Layer Base Classes

ITensor

tensorrt.TensorLocation

The physical location of the data.

Members:

DEVICE : Data is stored on the device.

HOST : Data is stored on the device.

tensorrt.TensorFormat

Format of the input/output tensors.

This enum is used by both plugins and network I/O tensors.

For more information about data formats, see the topic “Data Format Description” located in the TensorRT Developer Guide (https://docs.nvidia.com/deeplearning/sdk/tensorrt-developer-guide/index.html).

Members:

LINEAR :

Row major linear format.

For a tensor with dimensions {N, C, H, W}, the W axis always has unit stride, and the stride of every other axis is at least the product of the next dimension times the next stride. the strides are the same as for a C array with dimensions [N][C][H][W].

===

§ **WHAT TO DO**
**A)** Translate this sentence from the TensorRT layer base classes page into Spanish: "This enum is used by both plugins and network I/O tensors."
**B)** Using the TensorRT layer base classes page, answer briefly:
(i) What does tensorrt.TensorLocation describe?
(ii) What kind of format is LINEAR?
(iii) In LINEAR format, for a tensor with dimensions {N, C, H, W}, which axis always has unit stride?
**C)** From the TensorRT layer base classes page, quote word for word the passage starting with "DEVICE : Data" and going on through "network I/O tensors.".

§ **STORED DATA**

===

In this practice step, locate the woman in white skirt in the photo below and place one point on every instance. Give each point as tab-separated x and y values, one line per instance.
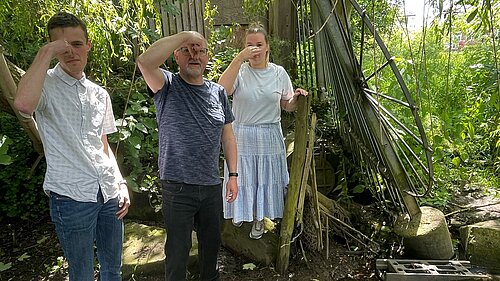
260	90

===

§ **SOLUTIONS**
**A)** Este enum lo utilizan tanto los plugins como los tensores de E/S de la red.

**B)**
(i) The physical location of the data.
(ii) Row major linear format.
(iii) The W axis.

**C)**
DEVICE : Data is stored on the device.

HOST : Data is stored on the device.

tensorrt.TensorFormat

Format of the input/output tensors.

This enum is used by both plugins and network I/O tensors.